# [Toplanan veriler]
==*==

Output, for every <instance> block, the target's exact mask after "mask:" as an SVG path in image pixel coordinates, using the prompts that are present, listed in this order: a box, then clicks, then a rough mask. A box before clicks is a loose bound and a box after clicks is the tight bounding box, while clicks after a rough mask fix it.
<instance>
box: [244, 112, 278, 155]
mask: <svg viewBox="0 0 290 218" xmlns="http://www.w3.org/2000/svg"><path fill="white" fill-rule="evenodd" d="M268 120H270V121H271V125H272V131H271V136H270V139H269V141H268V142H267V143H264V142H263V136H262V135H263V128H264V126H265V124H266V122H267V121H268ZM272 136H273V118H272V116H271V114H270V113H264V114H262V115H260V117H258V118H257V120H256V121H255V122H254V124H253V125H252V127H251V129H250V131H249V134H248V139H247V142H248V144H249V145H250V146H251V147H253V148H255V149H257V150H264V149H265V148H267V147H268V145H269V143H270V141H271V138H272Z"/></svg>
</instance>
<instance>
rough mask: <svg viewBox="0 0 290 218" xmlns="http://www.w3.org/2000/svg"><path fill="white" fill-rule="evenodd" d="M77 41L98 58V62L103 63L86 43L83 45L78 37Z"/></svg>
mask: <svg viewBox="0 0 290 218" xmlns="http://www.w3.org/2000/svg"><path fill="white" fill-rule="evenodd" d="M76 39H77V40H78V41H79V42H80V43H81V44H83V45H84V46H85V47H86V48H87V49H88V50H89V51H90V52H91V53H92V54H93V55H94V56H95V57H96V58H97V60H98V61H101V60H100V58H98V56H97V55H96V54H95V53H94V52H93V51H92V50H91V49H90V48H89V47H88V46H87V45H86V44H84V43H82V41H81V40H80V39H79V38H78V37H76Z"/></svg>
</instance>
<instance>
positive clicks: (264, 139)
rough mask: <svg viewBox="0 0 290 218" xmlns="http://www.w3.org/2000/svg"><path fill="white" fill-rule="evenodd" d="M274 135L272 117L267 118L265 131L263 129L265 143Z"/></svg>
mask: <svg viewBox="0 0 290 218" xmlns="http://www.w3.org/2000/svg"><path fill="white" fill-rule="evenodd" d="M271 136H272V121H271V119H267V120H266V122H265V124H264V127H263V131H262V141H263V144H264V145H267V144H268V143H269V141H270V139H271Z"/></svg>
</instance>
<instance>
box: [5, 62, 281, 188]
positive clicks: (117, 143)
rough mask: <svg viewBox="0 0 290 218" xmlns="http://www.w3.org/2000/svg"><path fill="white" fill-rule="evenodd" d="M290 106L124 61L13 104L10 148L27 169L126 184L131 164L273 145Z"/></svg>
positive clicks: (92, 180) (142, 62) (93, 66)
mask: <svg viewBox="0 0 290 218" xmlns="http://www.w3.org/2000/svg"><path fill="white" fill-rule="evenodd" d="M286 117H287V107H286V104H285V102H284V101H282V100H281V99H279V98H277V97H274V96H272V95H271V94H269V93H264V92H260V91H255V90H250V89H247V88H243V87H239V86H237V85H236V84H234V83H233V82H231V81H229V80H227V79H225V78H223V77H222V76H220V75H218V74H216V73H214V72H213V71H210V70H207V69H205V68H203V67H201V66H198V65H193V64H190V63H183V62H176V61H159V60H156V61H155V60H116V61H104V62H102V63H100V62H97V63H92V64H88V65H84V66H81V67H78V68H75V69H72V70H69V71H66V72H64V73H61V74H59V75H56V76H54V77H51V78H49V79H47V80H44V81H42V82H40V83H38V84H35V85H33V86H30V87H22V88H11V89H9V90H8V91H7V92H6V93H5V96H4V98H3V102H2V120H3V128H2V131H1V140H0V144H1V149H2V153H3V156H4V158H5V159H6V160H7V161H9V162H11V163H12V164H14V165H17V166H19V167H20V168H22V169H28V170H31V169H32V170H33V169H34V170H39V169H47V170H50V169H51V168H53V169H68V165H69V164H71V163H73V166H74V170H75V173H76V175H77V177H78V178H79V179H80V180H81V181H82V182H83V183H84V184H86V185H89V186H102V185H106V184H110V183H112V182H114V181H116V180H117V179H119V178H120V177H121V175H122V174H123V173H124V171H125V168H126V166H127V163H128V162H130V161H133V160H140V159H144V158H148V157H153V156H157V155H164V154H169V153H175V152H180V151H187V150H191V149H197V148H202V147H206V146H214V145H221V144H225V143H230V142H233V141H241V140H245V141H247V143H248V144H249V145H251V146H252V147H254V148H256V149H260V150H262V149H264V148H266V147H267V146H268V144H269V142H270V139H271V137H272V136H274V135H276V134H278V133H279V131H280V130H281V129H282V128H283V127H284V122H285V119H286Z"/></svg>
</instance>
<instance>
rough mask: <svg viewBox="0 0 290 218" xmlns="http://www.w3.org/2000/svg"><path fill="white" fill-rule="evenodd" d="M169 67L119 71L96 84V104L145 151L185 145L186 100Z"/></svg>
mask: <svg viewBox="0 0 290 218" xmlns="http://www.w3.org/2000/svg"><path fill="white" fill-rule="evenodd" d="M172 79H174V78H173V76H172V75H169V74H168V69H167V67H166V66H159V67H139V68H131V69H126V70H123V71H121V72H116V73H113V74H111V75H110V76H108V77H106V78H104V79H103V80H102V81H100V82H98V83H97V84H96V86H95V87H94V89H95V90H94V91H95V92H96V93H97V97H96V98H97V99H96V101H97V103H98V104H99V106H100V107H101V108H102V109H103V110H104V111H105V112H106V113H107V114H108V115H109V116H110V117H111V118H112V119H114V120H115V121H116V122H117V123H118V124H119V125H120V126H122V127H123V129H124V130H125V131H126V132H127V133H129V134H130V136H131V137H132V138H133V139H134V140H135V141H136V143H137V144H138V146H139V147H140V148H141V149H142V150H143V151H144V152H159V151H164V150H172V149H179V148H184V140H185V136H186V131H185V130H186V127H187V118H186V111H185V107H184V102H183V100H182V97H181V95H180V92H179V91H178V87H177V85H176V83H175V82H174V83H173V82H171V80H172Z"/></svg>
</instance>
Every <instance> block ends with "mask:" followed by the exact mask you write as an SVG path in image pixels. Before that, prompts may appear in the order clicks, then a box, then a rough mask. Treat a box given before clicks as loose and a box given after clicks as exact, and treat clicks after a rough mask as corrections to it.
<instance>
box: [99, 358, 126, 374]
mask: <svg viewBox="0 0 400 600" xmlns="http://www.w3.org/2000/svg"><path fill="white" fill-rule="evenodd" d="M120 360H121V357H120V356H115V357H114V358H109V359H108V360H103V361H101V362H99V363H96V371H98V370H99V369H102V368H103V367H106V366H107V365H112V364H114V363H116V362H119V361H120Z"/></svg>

==*==

# [Yapılacak iş]
Kayıtların tamamındaki satırları, boş satırları atlayarak numaralı bir listeye aktarır mısın?

# [Görevin çözümü]
1. Output, for every <instance> block, the target's exact mask after "mask:" as an SVG path in image pixel coordinates, using the prompts that are present, listed in this order: a box, then clicks, then a rough mask. A box before clicks is a loose bound and a box after clicks is the tight bounding box, while clicks after a rough mask fix it.
2. <instance>
3. box: [244, 112, 278, 155]
4. mask: <svg viewBox="0 0 290 218" xmlns="http://www.w3.org/2000/svg"><path fill="white" fill-rule="evenodd" d="M268 120H270V121H271V125H272V131H271V136H270V139H269V141H268V142H267V143H264V142H263V136H262V135H263V128H264V126H265V124H266V122H267V121H268ZM272 136H273V118H272V116H271V114H270V113H264V114H262V115H260V117H258V118H257V120H256V121H255V122H254V124H253V125H252V127H251V129H250V131H249V134H248V139H247V142H248V144H249V145H250V146H251V147H253V148H255V149H257V150H264V149H265V148H267V147H268V145H269V143H270V141H271V138H272Z"/></svg>
5. </instance>
6. <instance>
7. rough mask: <svg viewBox="0 0 290 218" xmlns="http://www.w3.org/2000/svg"><path fill="white" fill-rule="evenodd" d="M77 41L98 58V62L103 63L86 43L83 45L78 37Z"/></svg>
8. mask: <svg viewBox="0 0 290 218" xmlns="http://www.w3.org/2000/svg"><path fill="white" fill-rule="evenodd" d="M76 39H77V40H78V41H79V42H80V43H81V44H83V45H84V46H85V47H86V48H87V49H88V50H89V51H90V52H91V53H92V54H93V55H94V56H95V57H96V58H97V60H98V61H101V60H100V58H98V56H97V55H96V54H95V53H94V52H93V51H92V50H91V49H90V48H89V47H88V46H87V45H86V44H84V43H82V41H81V40H80V39H79V38H78V37H76Z"/></svg>
9. </instance>
10. <instance>
11. positive clicks: (264, 139)
12. rough mask: <svg viewBox="0 0 290 218" xmlns="http://www.w3.org/2000/svg"><path fill="white" fill-rule="evenodd" d="M274 135L272 117L267 118L265 131L263 129L265 143Z"/></svg>
13. mask: <svg viewBox="0 0 290 218" xmlns="http://www.w3.org/2000/svg"><path fill="white" fill-rule="evenodd" d="M271 136H272V121H271V119H267V120H266V122H265V124H264V127H263V131H262V141H263V144H264V145H267V144H268V143H269V141H270V139H271Z"/></svg>
14. </instance>
15. <instance>
16. box: [5, 62, 281, 188]
17. positive clicks: (117, 143)
18. rough mask: <svg viewBox="0 0 290 218" xmlns="http://www.w3.org/2000/svg"><path fill="white" fill-rule="evenodd" d="M290 106L124 61L13 104L10 148L27 169L126 184L131 164L273 145Z"/></svg>
19. positive clicks: (92, 180) (142, 62) (93, 66)
20. mask: <svg viewBox="0 0 290 218" xmlns="http://www.w3.org/2000/svg"><path fill="white" fill-rule="evenodd" d="M286 117H287V107H286V104H285V102H284V101H282V100H281V99H279V98H277V97H274V96H272V95H271V94H269V93H264V92H260V91H255V90H250V89H247V88H243V87H239V86H237V85H236V84H234V83H233V82H231V81H229V80H227V79H225V78H223V77H222V76H220V75H218V74H216V73H214V72H213V71H210V70H207V69H205V68H203V67H201V66H198V65H193V64H190V63H183V62H176V61H159V60H156V61H155V60H116V61H104V62H102V63H100V62H97V63H92V64H88V65H84V66H81V67H78V68H75V69H72V70H69V71H66V72H64V73H61V74H59V75H56V76H54V77H51V78H49V79H47V80H44V81H42V82H40V83H38V84H35V85H33V86H30V87H22V88H11V89H9V90H8V91H7V92H6V93H5V96H4V98H3V102H2V120H3V128H2V131H1V140H0V144H1V149H2V153H3V156H4V158H5V159H6V160H7V161H9V162H11V163H12V164H14V165H17V166H19V167H20V168H22V169H28V170H31V169H32V170H33V169H34V170H39V169H47V170H50V169H51V168H53V169H68V165H69V164H71V163H73V166H74V170H75V173H76V175H77V177H78V178H79V179H80V180H81V181H82V182H83V183H84V184H86V185H89V186H102V185H106V184H110V183H112V182H114V181H116V180H117V179H119V178H120V177H121V175H122V174H123V173H124V171H125V168H126V166H127V163H128V162H130V161H133V160H140V159H144V158H148V157H153V156H157V155H164V154H169V153H175V152H180V151H187V150H191V149H197V148H202V147H206V146H214V145H221V144H225V143H230V142H233V141H241V140H245V141H247V143H248V144H249V145H251V146H252V147H254V148H256V149H260V150H262V149H264V148H266V147H267V146H268V144H269V142H270V139H271V137H272V136H274V135H276V134H278V133H279V131H280V130H281V129H282V128H283V127H284V122H285V119H286Z"/></svg>
21. </instance>
22. <instance>
23. rough mask: <svg viewBox="0 0 290 218" xmlns="http://www.w3.org/2000/svg"><path fill="white" fill-rule="evenodd" d="M169 67L119 71L96 84V104L145 151L185 145L186 100Z"/></svg>
24. mask: <svg viewBox="0 0 290 218" xmlns="http://www.w3.org/2000/svg"><path fill="white" fill-rule="evenodd" d="M172 79H174V78H173V76H172V75H169V74H168V69H167V67H166V66H159V67H139V68H131V69H126V70H123V71H121V72H116V73H113V74H111V75H110V76H108V77H106V78H104V79H103V80H102V81H100V82H98V83H97V84H96V86H95V87H94V89H95V90H94V91H95V92H96V93H97V97H96V98H97V99H96V101H97V103H98V104H99V106H100V107H101V108H102V109H103V110H104V111H105V112H106V113H107V114H108V115H109V116H110V117H111V118H112V119H114V120H115V121H116V122H117V123H118V124H119V125H120V126H122V127H123V129H124V130H125V131H126V132H127V133H129V134H130V136H131V137H132V138H133V139H134V140H135V141H136V143H137V144H138V146H139V147H140V148H141V149H142V150H143V151H144V152H159V151H164V150H172V149H179V148H184V140H185V136H186V131H185V130H186V127H187V118H186V111H185V107H184V102H183V100H182V97H181V95H180V92H179V91H178V87H177V85H176V83H175V82H174V83H173V82H171V80H172Z"/></svg>
25. </instance>
26. Every <instance> block ends with "mask:" followed by the exact mask you write as an SVG path in image pixels. Before that, prompts may appear in the order clicks, then a box, then a rough mask. Treat a box given before clicks as loose and a box given after clicks as exact, and treat clicks after a rough mask as corrections to it.
27. <instance>
28. box: [99, 358, 126, 374]
29. mask: <svg viewBox="0 0 400 600" xmlns="http://www.w3.org/2000/svg"><path fill="white" fill-rule="evenodd" d="M120 360H121V357H120V356H115V357H114V358H109V359H108V360H103V361H101V362H99V363H96V371H98V370H99V369H102V368H103V367H106V366H107V365H112V364H114V363H116V362H119V361H120Z"/></svg>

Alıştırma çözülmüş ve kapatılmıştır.